Najwięcej powodów do radości na Stadionie im. Pułkownika Hynka miał niewątpliwie Kevin Fajfer , który nie tylko zdobył najwięcej punktów dla zwycięskiej drużyny, ale ustanowił także nowy rekord toru, który obecnie wynosi 62.00 s.
Oto pomeczowe wypowiedzi przedstawicieli obu zespołów:
Jarosław Dymek (menadżer drużyny gości) - Mecz był ciekawy dla oka, lecz jego początek był slaby w naszym wykonaniu, ale potem złapaliśmy kontakt. Szkoda nieudanej rezerwy taktycznej w biegu dziewiątym, bo mogliśmy zmniejszyć stratę do czterech punktów, a tak w powtórce wyścigu było 5:1 dla gospodarzy. Oczywiście będziemy walczyć o to, aby punkt bonusowy trafił na nasze konto, bo nikt nie powiedział że 53 punkty gnieźnian wystarczą, aby to oni za tydzień zdobyli bonus.
Stanisław Mielniczuk - Przyjechałem na ten tor pierwszy raz w życiu i wiedziałem. że będzie tu ciężko. Na pierwsze biegi założyłem wyższe przełożenie niż zwykle. Niestety, miałem problem z gaźnikiem. Nie otwierała się do końca przepustnica. Jechałem na pół gazu i w VIII biegu z tego powodu motor nie miał wystarczająco dużo mocy, żeby przekręcić koło w odsypanej nawierzchni , złapał większą przyczepność i pojechałem wprost na bandę. Gdy się z nią zderzyłem, myślałem że wylecę za płot, ale na szczęście wszystko skończyło się dobrze.
Kevin Fajfer (na zdjęciu przodem) – To mój pierwszy w życiu rekord toru. Jeżeli motocykl jest dobry, to też za tym idzie dobry wynik. W ostatnim starcie Kacpra Gomólskiego pożyczyłem mu swój drugi motor. Pojechał lepiej, ale gdybyśmy popracowali z Kacprem więcej przy tym motorze, to pewnie wygrywałby biegi.

Polecenie 1: Policz, w ilu wierszach rekordów występuje słowo „coordinates”, i podaj samą liczbę.

(Fragmenty zbioru danych ze wskazywaniem punktów)
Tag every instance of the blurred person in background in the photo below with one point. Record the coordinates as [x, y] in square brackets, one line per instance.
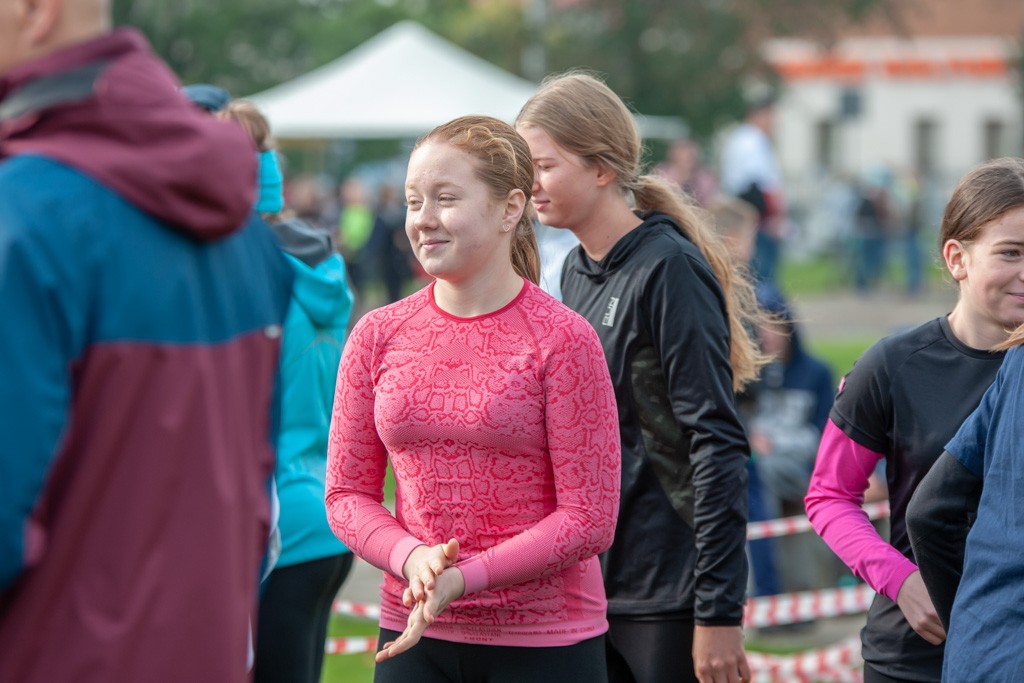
[876, 219]
[355, 225]
[736, 223]
[684, 168]
[144, 305]
[296, 598]
[750, 170]
[389, 243]
[902, 402]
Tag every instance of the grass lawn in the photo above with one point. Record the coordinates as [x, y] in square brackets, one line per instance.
[349, 668]
[839, 354]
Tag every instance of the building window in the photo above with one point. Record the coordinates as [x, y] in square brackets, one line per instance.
[994, 138]
[926, 134]
[825, 144]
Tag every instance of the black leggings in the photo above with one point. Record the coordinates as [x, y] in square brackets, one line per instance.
[294, 609]
[433, 660]
[650, 651]
[871, 675]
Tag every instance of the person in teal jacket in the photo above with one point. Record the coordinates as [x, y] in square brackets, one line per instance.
[296, 597]
[295, 604]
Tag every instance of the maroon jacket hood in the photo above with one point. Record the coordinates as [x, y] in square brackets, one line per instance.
[136, 133]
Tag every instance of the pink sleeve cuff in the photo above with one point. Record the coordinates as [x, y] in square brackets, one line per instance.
[400, 553]
[899, 569]
[474, 574]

Polecenie 2: Wyjaśnij na podstawie relacji z meczu, co według Stanisława Mielniczuka sprawiło, że w VIII biegu pojechał wprost na bandę. Odpowiedz w jednym do trzech zdań.

Poprawna odpowiedź 1: 7

Poprawna odpowiedź 2: Miał problem z gaźnikiem: przepustnica nie otwierała się do końca, więc jechał na pół gazu. Z tego powodu motor nie miał wystarczająco dużo mocy, żeby przekręcić koło w odsypanej nawierzchni. Złapał większą przyczepność i Mielniczuk pojechał wprost na bandę.